Task to carry out | All the records below must be returned exactly as they stand.

= Beginning of Section =

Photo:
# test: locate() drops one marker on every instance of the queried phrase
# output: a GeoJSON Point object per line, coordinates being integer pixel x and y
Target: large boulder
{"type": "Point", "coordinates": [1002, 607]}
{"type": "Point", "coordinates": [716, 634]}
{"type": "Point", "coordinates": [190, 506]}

= End of Section =

Your response |
Photo:
# test: locate() drops one marker on every instance of the queried phrase
# output: a GeoJSON Point object per line, coordinates being integer pixel x and y
Target: large boulder
{"type": "Point", "coordinates": [1002, 607]}
{"type": "Point", "coordinates": [716, 634]}
{"type": "Point", "coordinates": [190, 506]}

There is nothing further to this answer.